_Your task_: Return the entries below in their exact form, leaving the pictures out.

_Recorded data_:
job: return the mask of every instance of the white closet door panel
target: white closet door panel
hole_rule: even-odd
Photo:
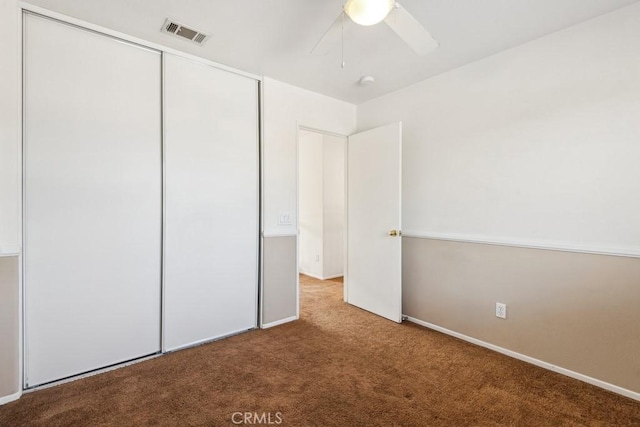
[[[255,80],[165,55],[166,350],[256,326]]]
[[[25,15],[28,386],[160,350],[160,61]]]

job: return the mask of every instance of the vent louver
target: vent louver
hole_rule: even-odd
[[[167,34],[173,34],[183,39],[192,41],[193,43],[203,45],[209,38],[209,34],[202,31],[194,30],[193,28],[186,27],[179,22],[167,18],[162,26],[162,32]]]

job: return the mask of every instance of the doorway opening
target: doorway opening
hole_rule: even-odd
[[[346,267],[346,153],[346,136],[298,128],[298,273],[336,284]]]

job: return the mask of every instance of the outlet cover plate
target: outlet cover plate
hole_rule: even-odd
[[[504,304],[502,302],[496,303],[496,317],[499,317],[501,319],[507,318],[507,304]]]

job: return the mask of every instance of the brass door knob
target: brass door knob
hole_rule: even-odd
[[[391,230],[389,231],[389,236],[392,236],[392,237],[402,236],[402,232],[400,230]]]

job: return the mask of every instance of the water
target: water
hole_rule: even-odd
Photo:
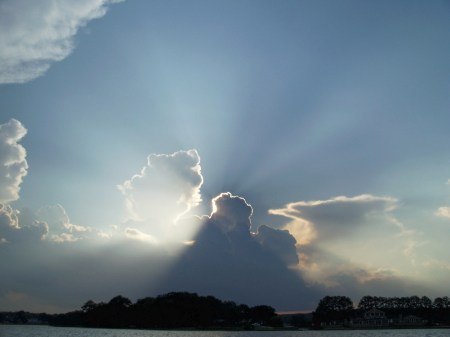
[[[351,331],[153,331],[0,325],[0,337],[449,337],[446,329]]]

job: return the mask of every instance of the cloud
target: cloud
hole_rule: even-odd
[[[250,217],[253,208],[244,198],[234,196],[231,193],[221,193],[212,200],[213,220],[223,232],[244,231],[247,233],[251,227]]]
[[[40,241],[47,233],[48,225],[34,220],[29,211],[19,212],[0,204],[0,241],[3,244]]]
[[[364,194],[298,201],[269,213],[288,219],[283,229],[295,237],[298,268],[308,282],[333,291],[353,287],[380,292],[406,282],[394,270],[414,264],[414,251],[423,245],[416,231],[394,217],[397,206],[396,198]]]
[[[441,218],[450,218],[450,207],[439,207],[435,214]]]
[[[196,150],[152,154],[140,173],[119,185],[131,219],[171,223],[201,201]]]
[[[74,48],[74,36],[105,15],[111,0],[4,0],[0,3],[0,84],[43,75]]]
[[[41,207],[33,216],[48,224],[50,241],[74,242],[85,239],[93,232],[90,227],[70,223],[66,210],[59,204]]]
[[[26,133],[24,126],[15,119],[0,125],[0,203],[19,198],[28,164],[25,148],[18,142]]]
[[[0,241],[3,243],[75,242],[94,238],[96,234],[103,235],[90,227],[71,224],[61,205],[42,207],[35,214],[27,208],[17,210],[0,204]]]
[[[151,235],[141,232],[136,228],[125,228],[125,236],[132,240],[156,244],[158,241]]]
[[[251,233],[253,209],[244,198],[222,193],[212,202],[212,213],[197,219],[201,226],[195,243],[162,279],[161,289],[266,303],[279,310],[312,309],[318,290],[289,268],[296,258],[295,239],[269,227]]]
[[[258,227],[255,239],[264,249],[278,256],[287,266],[297,265],[300,262],[295,248],[297,241],[289,231],[263,225]]]
[[[59,204],[41,207],[36,212],[36,217],[53,228],[66,228],[70,224],[66,210]]]
[[[370,218],[384,216],[396,207],[395,198],[363,194],[293,202],[284,208],[271,209],[269,214],[292,219],[285,228],[295,234],[299,244],[308,244],[317,238],[346,237],[367,224]]]

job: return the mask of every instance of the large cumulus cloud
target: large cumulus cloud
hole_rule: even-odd
[[[196,150],[152,154],[140,173],[119,186],[131,218],[174,220],[201,201],[203,184]]]
[[[44,239],[48,225],[37,221],[30,211],[18,211],[8,205],[19,199],[20,185],[27,174],[25,148],[18,142],[25,127],[15,119],[0,125],[0,243],[18,243]]]
[[[202,184],[196,150],[150,155],[140,173],[118,186],[128,213],[127,236],[148,242],[192,239],[191,224],[178,220],[201,202]]]
[[[0,203],[19,198],[28,164],[25,148],[18,142],[26,133],[25,127],[15,119],[0,125]]]
[[[117,0],[0,2],[0,84],[28,82],[74,48],[80,27]]]
[[[289,268],[296,259],[295,239],[266,227],[251,233],[251,215],[252,207],[241,197],[222,193],[214,198],[213,212],[198,220],[195,243],[166,274],[162,290],[215,294],[279,310],[313,308],[318,289]]]

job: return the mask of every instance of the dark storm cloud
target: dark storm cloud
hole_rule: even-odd
[[[163,280],[163,288],[215,294],[279,310],[312,308],[318,291],[308,287],[286,262],[295,260],[295,240],[286,232],[262,228],[250,233],[251,206],[222,193],[214,211],[203,217],[195,244],[189,246]],[[281,242],[287,244],[282,249]]]
[[[297,241],[287,230],[274,229],[268,226],[260,226],[255,239],[261,246],[278,256],[287,266],[299,263],[295,245]]]

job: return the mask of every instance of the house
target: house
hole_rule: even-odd
[[[407,315],[403,317],[400,315],[399,318],[392,320],[393,326],[401,326],[401,327],[415,327],[415,326],[423,326],[426,325],[427,321],[414,315]]]
[[[365,328],[388,328],[388,327],[418,327],[424,326],[426,320],[414,315],[402,316],[398,318],[388,318],[386,314],[378,309],[366,311],[362,317],[354,318],[350,321],[350,327],[355,329]]]
[[[414,315],[403,316],[400,314],[397,318],[387,317],[384,311],[370,309],[359,317],[351,319],[337,319],[320,322],[322,329],[376,329],[376,328],[406,328],[425,326],[427,321]]]
[[[389,326],[389,320],[383,311],[370,309],[362,317],[352,319],[350,326],[352,328],[383,328]]]

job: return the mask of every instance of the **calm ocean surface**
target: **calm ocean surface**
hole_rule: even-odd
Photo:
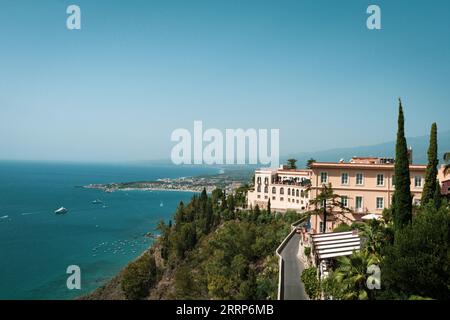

_Answer to the exercise_:
job: return the mask of every instance of the white closet door panel
target: white closet door panel
hole_rule: even-odd
Photo:
[[[255,80],[165,55],[166,350],[256,326]]]
[[[25,15],[28,386],[160,350],[160,61]]]

job: return the mask of every instance of the vent louver
target: vent louver
hole_rule: even-odd
[[[167,34],[173,34],[183,39],[192,41],[193,43],[203,45],[209,38],[209,34],[202,31],[194,30],[193,28],[186,27],[179,22],[167,18],[162,26],[162,32]]]

job: return the mask of every instance of the doorway opening
target: doorway opening
hole_rule: even-odd
[[[346,267],[346,153],[346,136],[298,128],[298,273],[336,284]]]

job: return the mask of every instance of the outlet cover plate
target: outlet cover plate
hole_rule: even-odd
[[[504,304],[502,302],[496,303],[496,317],[499,317],[501,319],[507,318],[507,304]]]

job: return the mask of every instance of the brass door knob
target: brass door knob
hole_rule: even-odd
[[[391,230],[389,231],[389,236],[392,236],[392,237],[402,236],[402,232],[400,230]]]

job: return the mask of every instance of the water
target: water
hole_rule: even-odd
Photo:
[[[351,331],[153,331],[0,325],[0,337],[449,337],[446,329]]]

job: return the mask of every instance of the cloud
target: cloud
hole_rule: even-odd
[[[250,217],[253,208],[244,198],[234,196],[231,193],[221,193],[212,200],[213,220],[223,232],[244,231],[247,233],[251,227]]]
[[[40,241],[47,233],[48,225],[34,220],[29,211],[19,212],[0,204],[0,241],[3,244]]]
[[[364,194],[298,201],[269,213],[288,219],[283,229],[295,237],[298,268],[308,282],[333,291],[353,287],[380,292],[406,282],[394,270],[414,264],[414,251],[423,245],[416,231],[394,217],[397,206],[396,198]]]
[[[441,218],[450,218],[450,207],[439,207],[435,214]]]
[[[196,150],[152,154],[140,173],[119,185],[131,219],[171,223],[201,201]]]
[[[74,48],[74,36],[105,15],[111,0],[4,0],[0,3],[0,84],[43,75]]]
[[[41,207],[33,216],[48,224],[50,241],[74,242],[85,239],[93,232],[90,227],[70,223],[66,210],[59,204]]]
[[[26,133],[24,126],[15,119],[0,125],[0,203],[19,198],[28,164],[25,148],[18,142]]]
[[[0,241],[3,243],[75,242],[94,238],[96,234],[103,235],[90,227],[71,224],[61,205],[42,207],[35,214],[27,208],[17,210],[0,204]]]
[[[151,235],[141,232],[136,228],[125,228],[125,236],[132,240],[156,244],[158,241]]]
[[[251,233],[253,209],[244,198],[222,193],[212,202],[212,213],[197,219],[201,226],[195,243],[162,279],[161,289],[266,303],[279,310],[312,309],[318,290],[289,268],[296,258],[295,239],[269,227]]]
[[[258,227],[255,239],[264,249],[278,256],[287,266],[297,265],[300,262],[295,248],[297,241],[289,231],[263,225]]]
[[[59,204],[41,207],[36,212],[36,217],[53,228],[66,228],[70,224],[66,210]]]
[[[370,218],[384,216],[396,207],[395,198],[363,194],[293,202],[284,208],[271,209],[269,214],[292,219],[285,228],[295,234],[299,244],[308,244],[317,238],[346,237],[367,224]]]

job: return the mask of every instance of the large cumulus cloud
target: large cumulus cloud
hole_rule: even-odd
[[[196,150],[152,154],[140,173],[119,186],[131,218],[174,220],[201,201],[203,184]]]
[[[44,239],[48,225],[37,221],[30,211],[18,211],[8,205],[19,199],[20,185],[27,174],[25,148],[18,142],[25,127],[15,119],[0,125],[0,243],[18,243]]]
[[[202,184],[196,150],[150,155],[140,173],[118,186],[128,213],[127,236],[148,242],[192,239],[191,224],[178,220],[201,202]]]
[[[0,203],[19,198],[28,164],[25,148],[18,142],[26,133],[25,127],[15,119],[0,125]]]
[[[117,0],[0,2],[0,84],[28,82],[74,48],[80,27]]]
[[[289,268],[296,259],[295,239],[266,227],[251,233],[251,215],[252,207],[241,197],[222,193],[214,198],[213,212],[198,220],[195,243],[166,274],[162,290],[215,294],[279,310],[313,308],[318,289]]]

job: return the mask of every instance of the dark storm cloud
target: dark storm cloud
hole_rule: even-odd
[[[163,280],[163,288],[215,294],[279,310],[312,308],[318,291],[308,287],[286,262],[295,260],[295,240],[286,232],[262,228],[250,233],[251,206],[222,193],[214,211],[203,217],[195,244],[189,246]],[[281,242],[287,244],[282,249]]]
[[[297,241],[287,230],[274,229],[268,226],[260,226],[255,239],[261,246],[278,256],[287,266],[299,263],[295,245]]]

job: return the mask of every instance of the house
target: house
hole_rule: even-odd
[[[407,315],[403,317],[400,315],[399,318],[392,320],[393,326],[401,326],[401,327],[415,327],[415,326],[423,326],[426,325],[427,321],[414,315]]]
[[[365,328],[388,328],[388,327],[418,327],[424,326],[426,320],[414,315],[402,316],[398,318],[388,318],[386,314],[378,309],[366,311],[362,317],[354,318],[350,321],[350,327],[355,329]]]
[[[414,315],[403,316],[400,314],[397,318],[387,317],[384,311],[370,309],[359,317],[351,319],[337,319],[320,322],[322,329],[376,329],[376,328],[406,328],[425,326],[427,321]]]
[[[389,326],[389,320],[383,311],[370,309],[362,317],[352,319],[350,326],[352,328],[383,328]]]

job: return the mask of every instance of the **calm ocean surface**
target: **calm ocean surface**
hole_rule: even-odd
Photo:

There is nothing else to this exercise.